* **YOUR ASSIGNMENT**
Here is a listing; restate all of it exactly.

* **SOURCE DATA**
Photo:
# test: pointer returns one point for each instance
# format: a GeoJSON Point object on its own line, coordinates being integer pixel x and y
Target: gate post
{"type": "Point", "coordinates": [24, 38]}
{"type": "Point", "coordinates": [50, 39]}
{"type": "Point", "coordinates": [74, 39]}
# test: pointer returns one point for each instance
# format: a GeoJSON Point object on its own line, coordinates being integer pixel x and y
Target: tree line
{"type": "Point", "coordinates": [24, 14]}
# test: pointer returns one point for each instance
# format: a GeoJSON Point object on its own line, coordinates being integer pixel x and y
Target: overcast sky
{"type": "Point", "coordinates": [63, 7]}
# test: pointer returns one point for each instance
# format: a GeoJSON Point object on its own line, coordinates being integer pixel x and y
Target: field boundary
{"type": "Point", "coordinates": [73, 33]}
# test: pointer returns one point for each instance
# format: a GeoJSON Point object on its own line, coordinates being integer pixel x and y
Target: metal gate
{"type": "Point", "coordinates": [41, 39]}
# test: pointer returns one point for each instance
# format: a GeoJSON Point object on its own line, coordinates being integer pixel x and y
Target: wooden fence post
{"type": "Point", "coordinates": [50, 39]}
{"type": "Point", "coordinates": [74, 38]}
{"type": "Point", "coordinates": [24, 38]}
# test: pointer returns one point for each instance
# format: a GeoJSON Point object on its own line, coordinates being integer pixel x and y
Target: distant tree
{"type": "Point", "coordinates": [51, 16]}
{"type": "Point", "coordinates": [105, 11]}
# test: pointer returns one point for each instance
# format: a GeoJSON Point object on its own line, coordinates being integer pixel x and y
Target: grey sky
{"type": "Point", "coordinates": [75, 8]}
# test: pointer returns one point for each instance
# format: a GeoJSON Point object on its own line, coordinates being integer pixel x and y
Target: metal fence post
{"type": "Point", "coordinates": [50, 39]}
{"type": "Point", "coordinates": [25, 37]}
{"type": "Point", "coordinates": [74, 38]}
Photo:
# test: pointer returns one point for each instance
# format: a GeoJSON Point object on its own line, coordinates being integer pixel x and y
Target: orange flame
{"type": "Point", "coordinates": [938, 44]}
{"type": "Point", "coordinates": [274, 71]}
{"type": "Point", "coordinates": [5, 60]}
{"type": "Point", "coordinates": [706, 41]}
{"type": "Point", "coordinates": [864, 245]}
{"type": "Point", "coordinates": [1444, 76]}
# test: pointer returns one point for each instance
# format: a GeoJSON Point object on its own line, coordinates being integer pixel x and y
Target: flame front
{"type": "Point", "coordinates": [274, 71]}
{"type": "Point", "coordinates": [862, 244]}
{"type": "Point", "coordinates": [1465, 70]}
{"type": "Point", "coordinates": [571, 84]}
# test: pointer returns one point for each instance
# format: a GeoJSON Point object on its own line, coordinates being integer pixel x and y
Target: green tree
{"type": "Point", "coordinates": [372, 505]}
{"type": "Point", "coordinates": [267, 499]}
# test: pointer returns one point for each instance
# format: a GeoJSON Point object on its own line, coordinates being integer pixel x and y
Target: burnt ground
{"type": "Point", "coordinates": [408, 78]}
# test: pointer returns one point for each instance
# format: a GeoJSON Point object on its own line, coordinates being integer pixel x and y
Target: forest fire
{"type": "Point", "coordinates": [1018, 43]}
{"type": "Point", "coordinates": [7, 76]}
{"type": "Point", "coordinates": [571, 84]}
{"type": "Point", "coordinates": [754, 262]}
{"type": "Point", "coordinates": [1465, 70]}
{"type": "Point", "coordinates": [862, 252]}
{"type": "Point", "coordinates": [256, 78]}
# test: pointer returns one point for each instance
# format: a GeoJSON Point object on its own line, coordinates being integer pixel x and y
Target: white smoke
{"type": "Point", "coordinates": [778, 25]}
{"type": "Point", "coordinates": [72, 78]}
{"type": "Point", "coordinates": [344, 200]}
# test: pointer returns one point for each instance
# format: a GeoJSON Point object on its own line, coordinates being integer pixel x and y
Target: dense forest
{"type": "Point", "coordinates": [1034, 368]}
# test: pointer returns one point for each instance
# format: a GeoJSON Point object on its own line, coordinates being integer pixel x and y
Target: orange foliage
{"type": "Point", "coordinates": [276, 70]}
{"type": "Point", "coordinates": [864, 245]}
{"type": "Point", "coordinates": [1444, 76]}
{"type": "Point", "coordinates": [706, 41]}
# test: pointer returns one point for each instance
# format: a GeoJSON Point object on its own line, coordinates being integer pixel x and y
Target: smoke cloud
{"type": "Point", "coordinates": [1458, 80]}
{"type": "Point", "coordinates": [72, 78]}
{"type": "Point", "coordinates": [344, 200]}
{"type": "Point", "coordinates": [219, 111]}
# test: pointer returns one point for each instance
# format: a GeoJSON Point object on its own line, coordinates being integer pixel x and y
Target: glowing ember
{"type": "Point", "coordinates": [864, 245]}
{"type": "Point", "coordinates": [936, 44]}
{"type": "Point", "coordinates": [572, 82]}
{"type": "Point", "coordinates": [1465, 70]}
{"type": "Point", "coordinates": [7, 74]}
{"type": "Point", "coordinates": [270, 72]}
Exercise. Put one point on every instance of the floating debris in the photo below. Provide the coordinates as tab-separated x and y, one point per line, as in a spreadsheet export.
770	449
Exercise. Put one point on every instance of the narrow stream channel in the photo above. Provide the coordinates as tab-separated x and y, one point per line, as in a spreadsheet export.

* **EXERCISE RESULT**
Photo:
# test: pointer returns one point for each instance
# format: a GeoJSON Point object on its own line, coordinates being integer pixel x and y
Target: gate post
{"type": "Point", "coordinates": [24, 38]}
{"type": "Point", "coordinates": [50, 39]}
{"type": "Point", "coordinates": [74, 39]}
# test: pointer returns one point for each instance
# format: a GeoJSON Point object on its own line, coordinates being integer pixel x and y
Target: tree line
{"type": "Point", "coordinates": [24, 14]}
# test: pointer returns one point for each instance
# format: a GeoJSON Point object on its own line, coordinates being integer pixel x and y
Target: overcast sky
{"type": "Point", "coordinates": [63, 7]}
# test: pointer returns one point for each instance
# format: a GeoJSON Point object on its own line, coordinates being integer pixel x and y
Target: field boundary
{"type": "Point", "coordinates": [73, 33]}
# test: pointer returns one point for each instance
# format: a GeoJSON Point object on its own line, coordinates being integer pixel x and y
Target: metal gate
{"type": "Point", "coordinates": [41, 39]}
# test: pointer returns one point for each instance
# format: a GeoJSON Point object on its own line, coordinates being integer pixel x and y
Target: wooden fence post
{"type": "Point", "coordinates": [50, 39]}
{"type": "Point", "coordinates": [74, 38]}
{"type": "Point", "coordinates": [24, 38]}
# test: pointer returns one point for each instance
# format: a GeoJSON Point object on its own line, coordinates being integer pixel x and y
Target: distant tree
{"type": "Point", "coordinates": [51, 16]}
{"type": "Point", "coordinates": [105, 11]}
# test: pointer returns one point for each instance
# format: a GeoJSON Point object on its own line, coordinates being integer pixel x and y
Target: grey sky
{"type": "Point", "coordinates": [75, 8]}
# test: pointer returns one point for each instance
# format: a GeoJSON Point object on its own line, coordinates being integer pixel x and y
Target: metal fence post
{"type": "Point", "coordinates": [50, 39]}
{"type": "Point", "coordinates": [25, 37]}
{"type": "Point", "coordinates": [74, 38]}
Photo:
# test: pointer returns one point for each instance
# format: a GeoJSON Point object on its own line, coordinates being integer pixel x and y
Target: orange flame
{"type": "Point", "coordinates": [938, 44]}
{"type": "Point", "coordinates": [274, 71]}
{"type": "Point", "coordinates": [5, 60]}
{"type": "Point", "coordinates": [706, 41]}
{"type": "Point", "coordinates": [864, 245]}
{"type": "Point", "coordinates": [1444, 76]}
# test: pointer returns one point for each instance
# format: a GeoJSON Point object on its own line, coordinates being integer pixel x and y
Target: flame front
{"type": "Point", "coordinates": [274, 71]}
{"type": "Point", "coordinates": [862, 244]}
{"type": "Point", "coordinates": [1465, 70]}
{"type": "Point", "coordinates": [571, 84]}
# test: pointer returns one point for each instance
# format: a GeoJSON Point object on its own line, coordinates being integer pixel x and y
Target: green tree
{"type": "Point", "coordinates": [372, 505]}
{"type": "Point", "coordinates": [267, 499]}
# test: pointer returns one point for each instance
# format: a GeoJSON Point object on its own line, coordinates being integer pixel x and y
Target: burnt ground
{"type": "Point", "coordinates": [408, 78]}
# test: pointer returns one point for each instance
# format: a GeoJSON Point object on its own line, coordinates being integer pixel x and y
Target: forest fire
{"type": "Point", "coordinates": [1018, 43]}
{"type": "Point", "coordinates": [7, 76]}
{"type": "Point", "coordinates": [571, 84]}
{"type": "Point", "coordinates": [754, 262]}
{"type": "Point", "coordinates": [1465, 70]}
{"type": "Point", "coordinates": [862, 252]}
{"type": "Point", "coordinates": [256, 78]}
# test: pointer returns one point for each instance
# format: a GeoJSON Point object on its own line, coordinates being integer pixel x and y
Target: white smoke
{"type": "Point", "coordinates": [778, 25]}
{"type": "Point", "coordinates": [72, 78]}
{"type": "Point", "coordinates": [344, 200]}
# test: pointer returns one point for each instance
# format: a GeoJSON Point object on its own line, coordinates being integer pixel x and y
Target: dense forest
{"type": "Point", "coordinates": [1034, 368]}
# test: pointer returns one point for each instance
# format: a GeoJSON Point object on its own line, coordinates being integer pixel x and y
Target: orange foliage
{"type": "Point", "coordinates": [276, 70]}
{"type": "Point", "coordinates": [864, 245]}
{"type": "Point", "coordinates": [1444, 76]}
{"type": "Point", "coordinates": [706, 41]}
# test: pointer returns one point for each instance
# format: a GeoJSON Point object on its own line, coordinates being integer pixel x and y
Target: smoke cloud
{"type": "Point", "coordinates": [1458, 80]}
{"type": "Point", "coordinates": [72, 78]}
{"type": "Point", "coordinates": [344, 200]}
{"type": "Point", "coordinates": [219, 111]}
# test: pointer returns one point for each instance
# format: a GeoJSON Point object on its own line, coordinates being integer pixel x and y
Target: glowing ember
{"type": "Point", "coordinates": [864, 245]}
{"type": "Point", "coordinates": [936, 44]}
{"type": "Point", "coordinates": [572, 82]}
{"type": "Point", "coordinates": [1465, 70]}
{"type": "Point", "coordinates": [7, 74]}
{"type": "Point", "coordinates": [270, 72]}
Exercise. Put one point on every instance of the floating debris in the photo below. Provide the coordinates as tab-separated x and y, one point per line, as in a spreadsheet export.
770	449
Exercise. Put one point on every instance of the narrow stream channel in the photo above. Provide the coordinates as tab-separated x and y, one point per line, as in a spreadsheet export.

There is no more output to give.